* Tarea
Reproduce de forma literal e íntegra el fragmento sobre la obra de Saramago, sin alterar ningún carácter.

Estas son algunas de las constantes que siento una y otra vez en la obra de Saramago.

Además de un permanente enfrentamiento, no solo con la religión, sino con Dios, con sus designios, o con los nuestros, con la realidad tal como es, como la hemos hecho: sus jerarquías, su mezquindad, sus injusticias, su crueldad, su aparente inevitabilidad.

Además de este permanente enfrentamiento, decía, hay una búsqueda - siempre incompleta- de algún tipo de cambio, de reorganización, ya sea individual, colectiva o universal, ya sea simbólica, o ya sea material, que rectifique la existencia, y que nos ayude a entender lo inentendible, a soportar lo insoportable, a vivir… y si realmente no existe otra posibilidad, a morir.

Sus personajes e historias contagían la energía vital de la rebeldía, pero al mismo tiempo transmmiten la melancolía de quien sabe que al final nada va cambiar. Me deja con una extraña sensación de triteza, pero no de esa tristeza amarga de la negación, sino esa otra que es casi una sonrisa.

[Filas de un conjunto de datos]
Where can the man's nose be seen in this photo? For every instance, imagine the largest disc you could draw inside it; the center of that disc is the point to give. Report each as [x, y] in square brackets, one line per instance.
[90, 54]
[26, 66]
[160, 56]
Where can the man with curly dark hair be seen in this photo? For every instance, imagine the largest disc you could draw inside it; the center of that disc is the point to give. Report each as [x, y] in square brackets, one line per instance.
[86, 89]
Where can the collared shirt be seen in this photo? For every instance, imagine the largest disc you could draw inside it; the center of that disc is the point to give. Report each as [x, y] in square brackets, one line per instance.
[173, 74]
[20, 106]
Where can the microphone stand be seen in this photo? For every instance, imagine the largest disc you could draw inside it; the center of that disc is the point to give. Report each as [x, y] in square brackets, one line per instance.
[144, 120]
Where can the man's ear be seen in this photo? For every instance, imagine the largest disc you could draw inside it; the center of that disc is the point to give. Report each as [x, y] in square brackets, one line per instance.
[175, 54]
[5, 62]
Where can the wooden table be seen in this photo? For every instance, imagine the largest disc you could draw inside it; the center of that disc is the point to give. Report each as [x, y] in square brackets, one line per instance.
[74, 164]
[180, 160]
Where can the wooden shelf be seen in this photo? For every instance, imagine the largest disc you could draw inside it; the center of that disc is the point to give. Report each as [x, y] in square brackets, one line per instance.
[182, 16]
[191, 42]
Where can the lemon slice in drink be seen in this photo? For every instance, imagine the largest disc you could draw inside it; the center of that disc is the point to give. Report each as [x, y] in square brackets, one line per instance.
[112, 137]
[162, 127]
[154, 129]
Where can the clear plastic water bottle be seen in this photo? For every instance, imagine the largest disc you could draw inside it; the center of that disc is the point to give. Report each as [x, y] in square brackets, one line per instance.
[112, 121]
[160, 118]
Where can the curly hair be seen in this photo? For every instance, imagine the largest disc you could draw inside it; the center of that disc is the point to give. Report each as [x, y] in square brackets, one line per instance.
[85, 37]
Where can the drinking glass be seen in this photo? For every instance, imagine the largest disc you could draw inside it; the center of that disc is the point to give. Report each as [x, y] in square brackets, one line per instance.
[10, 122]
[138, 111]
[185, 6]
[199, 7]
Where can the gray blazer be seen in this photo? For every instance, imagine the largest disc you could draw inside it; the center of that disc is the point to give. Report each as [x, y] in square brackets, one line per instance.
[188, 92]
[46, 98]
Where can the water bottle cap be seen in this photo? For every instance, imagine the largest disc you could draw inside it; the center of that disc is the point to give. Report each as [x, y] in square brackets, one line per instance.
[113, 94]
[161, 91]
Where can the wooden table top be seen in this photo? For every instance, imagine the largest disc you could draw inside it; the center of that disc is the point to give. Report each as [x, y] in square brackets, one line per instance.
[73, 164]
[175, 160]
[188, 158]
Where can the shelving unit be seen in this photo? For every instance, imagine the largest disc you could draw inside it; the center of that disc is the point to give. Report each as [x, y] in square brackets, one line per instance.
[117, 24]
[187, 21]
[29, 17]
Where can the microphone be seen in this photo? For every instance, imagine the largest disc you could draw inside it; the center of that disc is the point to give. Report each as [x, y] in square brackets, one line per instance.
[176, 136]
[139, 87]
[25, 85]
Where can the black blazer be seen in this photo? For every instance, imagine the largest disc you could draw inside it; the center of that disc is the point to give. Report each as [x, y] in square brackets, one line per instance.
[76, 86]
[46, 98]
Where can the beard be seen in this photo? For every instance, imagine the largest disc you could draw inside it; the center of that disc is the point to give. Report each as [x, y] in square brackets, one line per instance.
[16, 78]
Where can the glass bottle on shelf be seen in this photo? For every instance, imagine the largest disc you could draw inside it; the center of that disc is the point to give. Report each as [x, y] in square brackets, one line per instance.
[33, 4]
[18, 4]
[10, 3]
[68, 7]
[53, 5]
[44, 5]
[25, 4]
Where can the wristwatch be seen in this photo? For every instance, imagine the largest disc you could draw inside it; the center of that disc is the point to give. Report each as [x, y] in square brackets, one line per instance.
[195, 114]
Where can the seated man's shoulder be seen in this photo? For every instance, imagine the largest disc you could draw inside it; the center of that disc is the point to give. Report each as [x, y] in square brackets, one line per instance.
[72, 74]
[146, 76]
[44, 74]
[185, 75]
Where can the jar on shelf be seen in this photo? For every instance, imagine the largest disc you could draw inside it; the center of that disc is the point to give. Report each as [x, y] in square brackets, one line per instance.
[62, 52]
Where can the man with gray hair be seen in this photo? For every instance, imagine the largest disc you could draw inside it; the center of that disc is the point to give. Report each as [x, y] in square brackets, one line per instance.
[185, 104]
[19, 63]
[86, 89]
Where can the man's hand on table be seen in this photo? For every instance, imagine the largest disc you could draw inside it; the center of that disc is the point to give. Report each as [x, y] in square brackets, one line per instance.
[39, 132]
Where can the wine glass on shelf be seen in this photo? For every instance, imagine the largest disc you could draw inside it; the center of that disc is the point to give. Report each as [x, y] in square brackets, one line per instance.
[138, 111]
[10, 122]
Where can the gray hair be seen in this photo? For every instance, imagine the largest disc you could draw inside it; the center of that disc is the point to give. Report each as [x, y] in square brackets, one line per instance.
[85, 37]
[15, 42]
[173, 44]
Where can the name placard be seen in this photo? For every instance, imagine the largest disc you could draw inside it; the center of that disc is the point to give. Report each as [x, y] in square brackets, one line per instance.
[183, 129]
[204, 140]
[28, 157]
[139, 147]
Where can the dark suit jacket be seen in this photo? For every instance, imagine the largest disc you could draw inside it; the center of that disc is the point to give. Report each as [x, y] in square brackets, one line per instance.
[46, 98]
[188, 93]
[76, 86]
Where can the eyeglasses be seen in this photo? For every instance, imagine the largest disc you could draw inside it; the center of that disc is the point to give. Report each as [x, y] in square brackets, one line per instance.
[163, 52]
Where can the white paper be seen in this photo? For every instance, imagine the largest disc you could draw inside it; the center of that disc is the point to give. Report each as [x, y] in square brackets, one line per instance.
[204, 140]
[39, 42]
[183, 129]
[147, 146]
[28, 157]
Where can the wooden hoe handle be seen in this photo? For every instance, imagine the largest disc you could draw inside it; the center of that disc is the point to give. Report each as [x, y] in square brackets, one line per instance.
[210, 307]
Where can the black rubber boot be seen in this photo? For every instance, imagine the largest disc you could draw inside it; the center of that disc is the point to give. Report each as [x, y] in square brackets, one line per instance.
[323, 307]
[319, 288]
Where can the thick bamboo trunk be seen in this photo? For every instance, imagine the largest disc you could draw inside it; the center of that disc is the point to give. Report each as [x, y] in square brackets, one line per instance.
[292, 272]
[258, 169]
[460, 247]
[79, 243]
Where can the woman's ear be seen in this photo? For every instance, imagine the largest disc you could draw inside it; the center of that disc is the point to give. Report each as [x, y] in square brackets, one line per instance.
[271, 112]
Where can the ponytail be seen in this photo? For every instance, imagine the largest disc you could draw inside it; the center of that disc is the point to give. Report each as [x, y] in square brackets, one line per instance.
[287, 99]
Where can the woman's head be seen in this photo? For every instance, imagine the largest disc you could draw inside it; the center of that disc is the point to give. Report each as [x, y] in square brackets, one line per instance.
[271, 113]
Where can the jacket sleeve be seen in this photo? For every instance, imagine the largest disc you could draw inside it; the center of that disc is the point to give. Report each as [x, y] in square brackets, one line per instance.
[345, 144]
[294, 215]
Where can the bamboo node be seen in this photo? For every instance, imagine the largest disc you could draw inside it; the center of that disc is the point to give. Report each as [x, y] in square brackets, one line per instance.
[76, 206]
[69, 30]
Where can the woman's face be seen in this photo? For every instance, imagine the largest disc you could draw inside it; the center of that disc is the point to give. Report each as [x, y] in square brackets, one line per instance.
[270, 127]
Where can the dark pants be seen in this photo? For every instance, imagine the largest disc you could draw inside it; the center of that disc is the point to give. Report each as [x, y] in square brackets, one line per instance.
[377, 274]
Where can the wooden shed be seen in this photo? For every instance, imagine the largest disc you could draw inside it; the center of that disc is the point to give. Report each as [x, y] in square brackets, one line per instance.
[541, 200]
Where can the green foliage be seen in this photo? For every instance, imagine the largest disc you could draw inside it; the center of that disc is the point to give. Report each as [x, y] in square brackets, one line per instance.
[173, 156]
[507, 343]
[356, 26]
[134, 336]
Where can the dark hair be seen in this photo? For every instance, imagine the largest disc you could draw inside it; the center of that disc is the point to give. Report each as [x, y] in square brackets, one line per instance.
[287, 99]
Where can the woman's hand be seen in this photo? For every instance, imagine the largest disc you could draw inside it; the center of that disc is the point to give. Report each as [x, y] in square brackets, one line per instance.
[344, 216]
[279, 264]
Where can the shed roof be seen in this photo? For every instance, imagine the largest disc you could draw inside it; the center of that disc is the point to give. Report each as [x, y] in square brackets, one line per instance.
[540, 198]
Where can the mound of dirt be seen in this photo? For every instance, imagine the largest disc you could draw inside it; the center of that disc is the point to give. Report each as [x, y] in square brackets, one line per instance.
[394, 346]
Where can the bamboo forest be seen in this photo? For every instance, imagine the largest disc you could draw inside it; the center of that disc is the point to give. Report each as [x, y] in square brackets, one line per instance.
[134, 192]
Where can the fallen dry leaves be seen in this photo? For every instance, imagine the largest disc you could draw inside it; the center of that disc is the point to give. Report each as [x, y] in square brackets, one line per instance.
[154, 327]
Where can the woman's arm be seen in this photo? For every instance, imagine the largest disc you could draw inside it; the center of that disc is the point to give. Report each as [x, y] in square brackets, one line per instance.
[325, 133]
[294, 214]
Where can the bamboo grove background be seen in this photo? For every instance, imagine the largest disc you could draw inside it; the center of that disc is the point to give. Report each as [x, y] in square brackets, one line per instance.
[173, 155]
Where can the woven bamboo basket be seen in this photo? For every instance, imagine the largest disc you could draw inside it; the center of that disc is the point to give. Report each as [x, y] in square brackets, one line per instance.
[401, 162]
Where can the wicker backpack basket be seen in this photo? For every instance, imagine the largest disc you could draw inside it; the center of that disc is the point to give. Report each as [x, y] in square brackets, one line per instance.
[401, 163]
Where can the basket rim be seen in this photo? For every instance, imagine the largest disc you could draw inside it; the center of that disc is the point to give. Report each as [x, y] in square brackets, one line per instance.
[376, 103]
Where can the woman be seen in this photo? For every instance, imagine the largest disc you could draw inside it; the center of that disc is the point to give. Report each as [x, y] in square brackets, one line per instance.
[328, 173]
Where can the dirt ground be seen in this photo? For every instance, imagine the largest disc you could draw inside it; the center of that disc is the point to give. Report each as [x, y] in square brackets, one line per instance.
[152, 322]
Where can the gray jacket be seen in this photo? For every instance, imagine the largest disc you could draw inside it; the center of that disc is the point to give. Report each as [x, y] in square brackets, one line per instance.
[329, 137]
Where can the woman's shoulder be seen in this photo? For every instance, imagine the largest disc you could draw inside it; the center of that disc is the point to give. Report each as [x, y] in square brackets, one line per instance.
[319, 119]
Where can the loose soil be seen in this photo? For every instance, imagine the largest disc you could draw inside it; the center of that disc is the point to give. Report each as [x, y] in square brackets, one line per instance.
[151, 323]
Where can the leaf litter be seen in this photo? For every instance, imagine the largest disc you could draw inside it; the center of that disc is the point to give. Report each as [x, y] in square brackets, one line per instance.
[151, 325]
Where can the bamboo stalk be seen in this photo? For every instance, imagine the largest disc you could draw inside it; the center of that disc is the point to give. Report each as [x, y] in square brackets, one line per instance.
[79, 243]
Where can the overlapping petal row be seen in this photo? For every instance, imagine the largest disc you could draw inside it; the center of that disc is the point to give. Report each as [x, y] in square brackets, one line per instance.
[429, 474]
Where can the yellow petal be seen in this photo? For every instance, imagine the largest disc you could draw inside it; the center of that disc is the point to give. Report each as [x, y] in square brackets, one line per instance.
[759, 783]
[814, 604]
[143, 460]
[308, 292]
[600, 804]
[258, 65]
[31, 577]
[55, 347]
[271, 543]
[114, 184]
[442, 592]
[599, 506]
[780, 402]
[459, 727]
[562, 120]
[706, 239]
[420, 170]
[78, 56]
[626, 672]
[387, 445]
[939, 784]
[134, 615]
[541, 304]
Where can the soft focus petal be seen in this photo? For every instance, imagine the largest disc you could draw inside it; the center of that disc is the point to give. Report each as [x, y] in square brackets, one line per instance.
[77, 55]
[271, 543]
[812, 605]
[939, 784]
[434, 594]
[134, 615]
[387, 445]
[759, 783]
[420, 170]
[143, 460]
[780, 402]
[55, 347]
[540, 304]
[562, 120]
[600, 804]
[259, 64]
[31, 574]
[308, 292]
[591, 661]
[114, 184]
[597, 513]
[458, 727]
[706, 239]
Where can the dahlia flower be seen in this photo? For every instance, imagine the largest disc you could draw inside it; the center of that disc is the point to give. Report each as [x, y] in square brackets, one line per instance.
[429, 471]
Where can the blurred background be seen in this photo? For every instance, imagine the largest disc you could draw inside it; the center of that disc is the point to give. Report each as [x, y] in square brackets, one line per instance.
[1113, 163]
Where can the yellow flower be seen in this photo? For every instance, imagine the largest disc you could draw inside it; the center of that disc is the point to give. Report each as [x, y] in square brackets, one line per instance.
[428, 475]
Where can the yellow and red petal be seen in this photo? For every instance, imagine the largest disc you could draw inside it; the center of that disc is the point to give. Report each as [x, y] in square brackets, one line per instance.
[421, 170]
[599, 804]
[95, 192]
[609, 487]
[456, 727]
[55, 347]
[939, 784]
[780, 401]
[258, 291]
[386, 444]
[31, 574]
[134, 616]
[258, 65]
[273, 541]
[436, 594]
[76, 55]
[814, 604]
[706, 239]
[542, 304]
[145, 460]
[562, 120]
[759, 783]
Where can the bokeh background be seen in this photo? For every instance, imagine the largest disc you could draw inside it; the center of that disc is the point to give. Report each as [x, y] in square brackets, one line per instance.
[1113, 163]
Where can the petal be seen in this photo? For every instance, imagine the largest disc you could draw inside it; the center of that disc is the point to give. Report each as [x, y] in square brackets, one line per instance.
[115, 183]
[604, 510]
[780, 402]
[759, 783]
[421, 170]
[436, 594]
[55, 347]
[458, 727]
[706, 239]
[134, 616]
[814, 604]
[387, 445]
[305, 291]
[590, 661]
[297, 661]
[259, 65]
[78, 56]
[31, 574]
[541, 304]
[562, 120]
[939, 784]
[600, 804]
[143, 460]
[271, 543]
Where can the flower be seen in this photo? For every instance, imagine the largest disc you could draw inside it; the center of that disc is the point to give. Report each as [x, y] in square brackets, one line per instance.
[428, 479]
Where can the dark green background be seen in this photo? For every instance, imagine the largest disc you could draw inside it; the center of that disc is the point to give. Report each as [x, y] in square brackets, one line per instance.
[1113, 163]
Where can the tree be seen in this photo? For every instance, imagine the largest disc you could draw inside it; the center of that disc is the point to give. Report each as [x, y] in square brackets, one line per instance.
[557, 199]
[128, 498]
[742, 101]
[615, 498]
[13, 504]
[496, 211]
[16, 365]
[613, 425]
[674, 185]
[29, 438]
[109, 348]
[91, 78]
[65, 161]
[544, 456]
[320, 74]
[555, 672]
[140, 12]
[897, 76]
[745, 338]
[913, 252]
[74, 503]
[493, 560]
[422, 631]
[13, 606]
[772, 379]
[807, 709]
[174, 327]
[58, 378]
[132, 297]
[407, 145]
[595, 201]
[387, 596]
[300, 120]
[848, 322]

* Respuesta esperada
Estas son algunas de las constantes que siento una y otra vez en la obra de Saramago.

Además de un permanente enfrentamiento, no solo con la religión, sino con Dios, con sus designios, o con los nuestros, con la realidad tal como es, como la hemos hecho: sus jerarquías, su mezquindad, sus injusticias, su crueldad, su aparente inevitabilidad.

Además de este permanente enfrentamiento, decía, hay una búsqueda - siempre incompleta- de algún tipo de cambio, de reorganización, ya sea individual, colectiva o universal, ya sea simbólica, o ya sea material, que rectifique la existencia, y que nos ayude a entender lo inentendible, a soportar lo insoportable, a vivir… y si realmente no existe otra posibilidad, a morir.

Sus personajes e historias contagían la energía vital de la rebeldía, pero al mismo tiempo transmmiten la melancolía de quien sabe que al final nada va cambiar. Me deja con una extraña sensación de triteza, pero no de esa tristeza amarga de la negación, sino esa otra que es casi una sonrisa.